Look below for the line that contains "Target: stove knob", then copy it and each following line exactly, through and including the line that contains "Annotation task — tag each instance of the outlet".

Region pointing data
>>>>
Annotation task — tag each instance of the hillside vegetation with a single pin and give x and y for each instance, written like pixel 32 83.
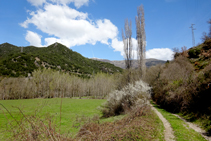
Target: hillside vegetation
pixel 56 56
pixel 184 84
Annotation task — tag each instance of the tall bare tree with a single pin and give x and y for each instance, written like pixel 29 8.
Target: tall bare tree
pixel 209 34
pixel 127 40
pixel 141 39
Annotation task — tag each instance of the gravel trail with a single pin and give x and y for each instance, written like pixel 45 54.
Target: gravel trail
pixel 196 128
pixel 168 132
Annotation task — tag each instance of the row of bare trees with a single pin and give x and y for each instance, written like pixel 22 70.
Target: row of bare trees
pixel 49 84
pixel 141 43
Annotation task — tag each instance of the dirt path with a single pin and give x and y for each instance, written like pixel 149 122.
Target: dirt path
pixel 168 132
pixel 195 127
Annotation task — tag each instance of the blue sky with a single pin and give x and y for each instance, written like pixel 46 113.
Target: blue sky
pixel 93 27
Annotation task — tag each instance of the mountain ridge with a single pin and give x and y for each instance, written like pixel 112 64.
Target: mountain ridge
pixel 55 56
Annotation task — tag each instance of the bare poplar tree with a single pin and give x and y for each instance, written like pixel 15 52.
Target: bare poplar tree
pixel 141 39
pixel 127 40
pixel 209 34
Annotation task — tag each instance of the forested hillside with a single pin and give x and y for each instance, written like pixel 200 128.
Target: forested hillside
pixel 13 62
pixel 184 84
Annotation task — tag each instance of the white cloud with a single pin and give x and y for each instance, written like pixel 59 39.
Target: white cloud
pixel 160 53
pixel 118 46
pixel 70 26
pixel 37 2
pixel 156 53
pixel 33 38
pixel 77 3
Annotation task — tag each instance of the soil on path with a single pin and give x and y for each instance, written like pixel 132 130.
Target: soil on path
pixel 196 128
pixel 168 132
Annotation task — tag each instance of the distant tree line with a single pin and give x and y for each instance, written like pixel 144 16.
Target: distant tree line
pixel 47 83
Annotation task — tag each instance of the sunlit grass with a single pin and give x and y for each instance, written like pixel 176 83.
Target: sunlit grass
pixel 71 109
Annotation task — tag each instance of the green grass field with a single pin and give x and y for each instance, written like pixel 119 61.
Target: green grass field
pixel 71 109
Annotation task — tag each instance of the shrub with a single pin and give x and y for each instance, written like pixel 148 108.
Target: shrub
pixel 121 101
pixel 194 53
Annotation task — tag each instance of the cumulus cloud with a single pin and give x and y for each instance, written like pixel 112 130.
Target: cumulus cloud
pixel 118 46
pixel 160 53
pixel 156 53
pixel 36 2
pixel 33 38
pixel 77 3
pixel 70 27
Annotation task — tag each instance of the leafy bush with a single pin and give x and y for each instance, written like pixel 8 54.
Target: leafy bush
pixel 121 101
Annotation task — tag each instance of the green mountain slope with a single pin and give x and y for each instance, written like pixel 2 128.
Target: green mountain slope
pixel 55 56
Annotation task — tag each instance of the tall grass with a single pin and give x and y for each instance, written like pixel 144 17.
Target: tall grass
pixel 47 83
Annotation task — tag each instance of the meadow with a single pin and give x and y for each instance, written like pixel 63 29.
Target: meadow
pixel 72 112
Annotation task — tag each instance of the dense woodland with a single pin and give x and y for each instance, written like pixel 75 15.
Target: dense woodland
pixel 184 84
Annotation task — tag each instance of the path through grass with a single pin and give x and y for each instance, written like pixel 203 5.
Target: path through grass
pixel 181 130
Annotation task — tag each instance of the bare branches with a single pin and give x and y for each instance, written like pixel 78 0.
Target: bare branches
pixel 127 41
pixel 141 39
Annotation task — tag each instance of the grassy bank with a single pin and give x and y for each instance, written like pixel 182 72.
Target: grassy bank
pixel 181 130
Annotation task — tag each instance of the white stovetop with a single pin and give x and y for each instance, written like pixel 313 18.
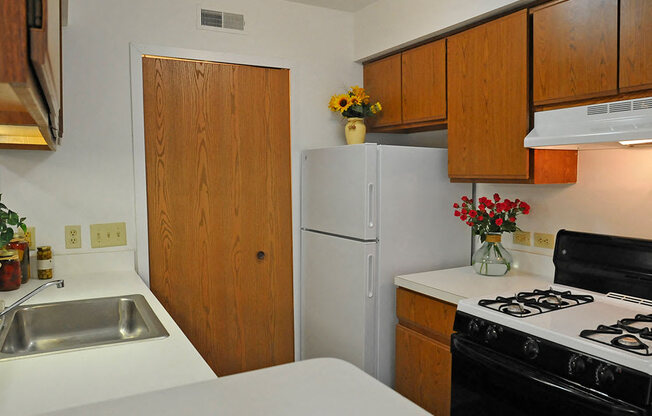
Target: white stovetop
pixel 564 326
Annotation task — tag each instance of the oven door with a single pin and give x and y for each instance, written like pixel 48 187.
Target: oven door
pixel 487 383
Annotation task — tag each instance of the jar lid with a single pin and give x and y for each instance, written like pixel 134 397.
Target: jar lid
pixel 8 255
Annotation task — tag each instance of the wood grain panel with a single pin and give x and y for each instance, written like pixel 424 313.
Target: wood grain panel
pixel 424 82
pixel 635 45
pixel 423 371
pixel 382 80
pixel 488 113
pixel 575 50
pixel 425 314
pixel 218 184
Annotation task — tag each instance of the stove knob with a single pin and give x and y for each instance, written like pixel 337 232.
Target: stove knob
pixel 604 375
pixel 531 348
pixel 576 365
pixel 491 334
pixel 474 327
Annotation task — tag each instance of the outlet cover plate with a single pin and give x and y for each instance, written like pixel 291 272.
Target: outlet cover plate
pixel 544 240
pixel 522 238
pixel 108 235
pixel 73 236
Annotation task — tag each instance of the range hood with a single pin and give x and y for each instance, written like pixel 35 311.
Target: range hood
pixel 608 125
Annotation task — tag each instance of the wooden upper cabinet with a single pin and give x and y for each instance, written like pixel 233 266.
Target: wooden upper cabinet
pixel 30 74
pixel 382 80
pixel 488 113
pixel 635 45
pixel 575 50
pixel 424 82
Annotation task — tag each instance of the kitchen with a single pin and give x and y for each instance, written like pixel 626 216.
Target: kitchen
pixel 93 178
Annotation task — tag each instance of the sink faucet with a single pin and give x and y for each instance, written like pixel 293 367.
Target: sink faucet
pixel 58 283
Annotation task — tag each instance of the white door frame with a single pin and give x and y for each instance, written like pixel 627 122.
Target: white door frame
pixel 138 135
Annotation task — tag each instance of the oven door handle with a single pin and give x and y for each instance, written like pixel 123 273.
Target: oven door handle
pixel 487 358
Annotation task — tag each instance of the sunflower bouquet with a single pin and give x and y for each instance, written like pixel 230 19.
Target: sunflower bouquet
pixel 354 103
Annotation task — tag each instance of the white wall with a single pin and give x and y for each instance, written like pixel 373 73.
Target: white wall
pixel 90 178
pixel 613 195
pixel 387 25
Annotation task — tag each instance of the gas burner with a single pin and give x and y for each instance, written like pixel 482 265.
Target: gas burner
pixel 538 301
pixel 631 334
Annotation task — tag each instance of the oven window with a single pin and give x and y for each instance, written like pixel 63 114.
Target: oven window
pixel 486 383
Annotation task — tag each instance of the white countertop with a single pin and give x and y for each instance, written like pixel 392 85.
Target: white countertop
pixel 316 387
pixel 453 285
pixel 36 384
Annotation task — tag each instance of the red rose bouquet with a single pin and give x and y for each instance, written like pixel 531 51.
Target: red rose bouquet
pixel 490 215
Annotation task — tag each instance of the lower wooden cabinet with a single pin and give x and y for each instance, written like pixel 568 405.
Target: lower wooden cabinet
pixel 423 357
pixel 423 370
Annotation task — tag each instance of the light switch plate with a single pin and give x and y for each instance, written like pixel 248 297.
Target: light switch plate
pixel 544 240
pixel 522 238
pixel 108 235
pixel 73 236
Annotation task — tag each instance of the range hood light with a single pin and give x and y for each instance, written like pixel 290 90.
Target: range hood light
pixel 635 142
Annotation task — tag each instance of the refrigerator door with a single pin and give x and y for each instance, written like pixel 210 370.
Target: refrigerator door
pixel 339 191
pixel 418 231
pixel 338 302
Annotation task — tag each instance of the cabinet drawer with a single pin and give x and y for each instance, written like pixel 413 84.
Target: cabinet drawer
pixel 427 315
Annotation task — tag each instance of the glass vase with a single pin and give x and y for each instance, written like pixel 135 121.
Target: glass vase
pixel 492 259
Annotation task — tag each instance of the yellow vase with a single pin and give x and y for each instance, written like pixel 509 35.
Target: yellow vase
pixel 355 130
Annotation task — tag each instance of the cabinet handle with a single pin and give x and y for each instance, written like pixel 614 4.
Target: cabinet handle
pixel 370 276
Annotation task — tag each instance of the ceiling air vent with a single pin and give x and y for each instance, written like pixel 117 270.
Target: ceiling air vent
pixel 620 106
pixel 594 110
pixel 222 21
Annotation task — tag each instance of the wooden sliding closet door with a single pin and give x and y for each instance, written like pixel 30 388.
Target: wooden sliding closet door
pixel 219 205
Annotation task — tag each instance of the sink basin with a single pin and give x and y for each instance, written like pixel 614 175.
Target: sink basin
pixel 60 326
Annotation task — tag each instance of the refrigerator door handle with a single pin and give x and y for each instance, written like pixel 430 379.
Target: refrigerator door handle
pixel 371 206
pixel 370 276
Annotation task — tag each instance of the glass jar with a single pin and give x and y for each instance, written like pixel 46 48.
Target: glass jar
pixel 44 265
pixel 21 246
pixel 10 273
pixel 492 259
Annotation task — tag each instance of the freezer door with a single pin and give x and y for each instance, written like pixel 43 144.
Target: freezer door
pixel 339 192
pixel 338 302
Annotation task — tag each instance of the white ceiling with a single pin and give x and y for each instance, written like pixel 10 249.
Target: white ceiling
pixel 346 5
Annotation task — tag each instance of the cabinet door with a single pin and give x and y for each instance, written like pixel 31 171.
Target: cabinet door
pixel 635 44
pixel 488 114
pixel 423 371
pixel 424 82
pixel 575 50
pixel 382 80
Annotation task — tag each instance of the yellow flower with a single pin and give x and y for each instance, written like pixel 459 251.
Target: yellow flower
pixel 341 103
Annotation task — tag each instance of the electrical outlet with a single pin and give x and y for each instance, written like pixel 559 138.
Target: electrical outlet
pixel 30 235
pixel 544 240
pixel 108 235
pixel 73 236
pixel 521 237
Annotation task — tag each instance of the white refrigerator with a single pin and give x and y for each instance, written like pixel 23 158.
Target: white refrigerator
pixel 369 213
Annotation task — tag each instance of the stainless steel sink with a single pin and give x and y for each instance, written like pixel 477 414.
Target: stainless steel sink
pixel 50 327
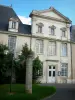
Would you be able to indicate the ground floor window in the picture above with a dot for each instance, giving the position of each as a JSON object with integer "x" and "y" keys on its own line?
{"x": 64, "y": 69}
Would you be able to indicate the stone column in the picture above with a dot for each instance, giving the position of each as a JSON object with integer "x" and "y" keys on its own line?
{"x": 29, "y": 74}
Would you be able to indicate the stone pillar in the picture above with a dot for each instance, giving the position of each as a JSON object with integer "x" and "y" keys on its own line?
{"x": 29, "y": 74}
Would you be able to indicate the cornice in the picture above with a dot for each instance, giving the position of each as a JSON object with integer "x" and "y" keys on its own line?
{"x": 34, "y": 36}
{"x": 52, "y": 18}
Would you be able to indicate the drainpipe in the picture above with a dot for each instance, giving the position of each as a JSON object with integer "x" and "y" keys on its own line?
{"x": 71, "y": 59}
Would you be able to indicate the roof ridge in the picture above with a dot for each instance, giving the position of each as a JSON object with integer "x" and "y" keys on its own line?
{"x": 6, "y": 6}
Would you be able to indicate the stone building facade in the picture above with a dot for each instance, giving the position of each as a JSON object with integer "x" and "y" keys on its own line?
{"x": 49, "y": 38}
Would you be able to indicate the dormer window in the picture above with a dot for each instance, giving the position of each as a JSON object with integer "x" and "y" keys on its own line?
{"x": 13, "y": 24}
{"x": 63, "y": 32}
{"x": 40, "y": 27}
{"x": 52, "y": 29}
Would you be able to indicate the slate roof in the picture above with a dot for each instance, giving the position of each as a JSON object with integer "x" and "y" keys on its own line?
{"x": 6, "y": 13}
{"x": 72, "y": 29}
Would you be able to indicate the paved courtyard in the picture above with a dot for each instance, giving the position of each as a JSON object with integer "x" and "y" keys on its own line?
{"x": 64, "y": 92}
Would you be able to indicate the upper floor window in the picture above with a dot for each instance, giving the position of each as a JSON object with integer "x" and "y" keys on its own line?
{"x": 52, "y": 48}
{"x": 63, "y": 30}
{"x": 39, "y": 46}
{"x": 40, "y": 27}
{"x": 64, "y": 49}
{"x": 64, "y": 69}
{"x": 14, "y": 25}
{"x": 12, "y": 43}
{"x": 52, "y": 29}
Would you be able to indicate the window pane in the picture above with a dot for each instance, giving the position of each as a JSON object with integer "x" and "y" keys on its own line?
{"x": 52, "y": 31}
{"x": 53, "y": 73}
{"x": 49, "y": 73}
{"x": 52, "y": 48}
{"x": 40, "y": 29}
{"x": 64, "y": 49}
{"x": 49, "y": 67}
{"x": 39, "y": 46}
{"x": 12, "y": 43}
{"x": 63, "y": 33}
{"x": 64, "y": 69}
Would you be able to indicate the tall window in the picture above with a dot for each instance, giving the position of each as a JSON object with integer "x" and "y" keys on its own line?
{"x": 40, "y": 29}
{"x": 63, "y": 49}
{"x": 13, "y": 25}
{"x": 40, "y": 26}
{"x": 12, "y": 43}
{"x": 52, "y": 31}
{"x": 52, "y": 48}
{"x": 64, "y": 69}
{"x": 63, "y": 34}
{"x": 39, "y": 46}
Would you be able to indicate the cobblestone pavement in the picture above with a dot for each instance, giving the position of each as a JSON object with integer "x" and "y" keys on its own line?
{"x": 64, "y": 92}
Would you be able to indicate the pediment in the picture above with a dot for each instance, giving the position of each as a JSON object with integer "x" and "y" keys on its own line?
{"x": 52, "y": 13}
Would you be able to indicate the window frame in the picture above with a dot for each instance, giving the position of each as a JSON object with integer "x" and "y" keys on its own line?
{"x": 64, "y": 54}
{"x": 64, "y": 69}
{"x": 52, "y": 31}
{"x": 52, "y": 48}
{"x": 63, "y": 33}
{"x": 40, "y": 47}
{"x": 13, "y": 25}
{"x": 12, "y": 47}
{"x": 39, "y": 29}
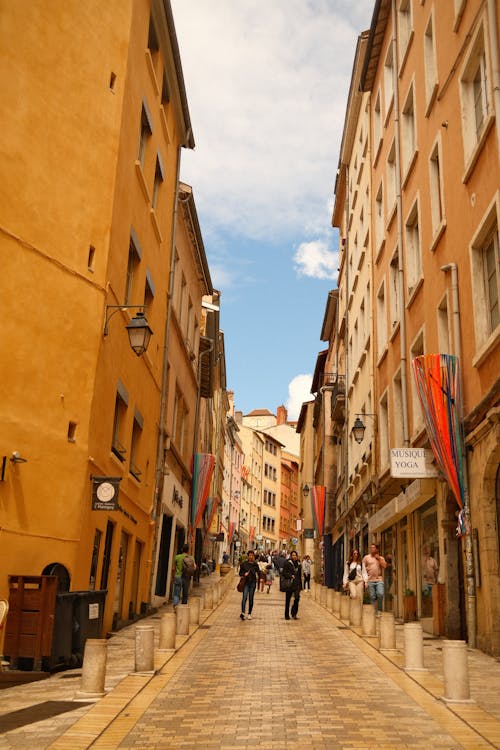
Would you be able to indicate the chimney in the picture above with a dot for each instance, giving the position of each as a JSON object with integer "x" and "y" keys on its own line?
{"x": 281, "y": 415}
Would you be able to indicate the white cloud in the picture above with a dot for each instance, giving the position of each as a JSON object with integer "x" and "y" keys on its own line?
{"x": 314, "y": 259}
{"x": 266, "y": 87}
{"x": 299, "y": 390}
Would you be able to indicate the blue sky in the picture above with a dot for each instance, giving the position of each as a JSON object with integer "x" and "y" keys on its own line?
{"x": 267, "y": 84}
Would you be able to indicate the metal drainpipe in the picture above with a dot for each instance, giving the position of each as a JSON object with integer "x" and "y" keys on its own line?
{"x": 159, "y": 473}
{"x": 399, "y": 211}
{"x": 469, "y": 557}
{"x": 492, "y": 25}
<<<<
# Result
Target: stove knob
pixel 604 375
pixel 531 348
pixel 576 365
pixel 491 334
pixel 474 327
Annotation task — tag each instance of the outlet cover plate with a single pin and give x and y for each instance, written like pixel 291 272.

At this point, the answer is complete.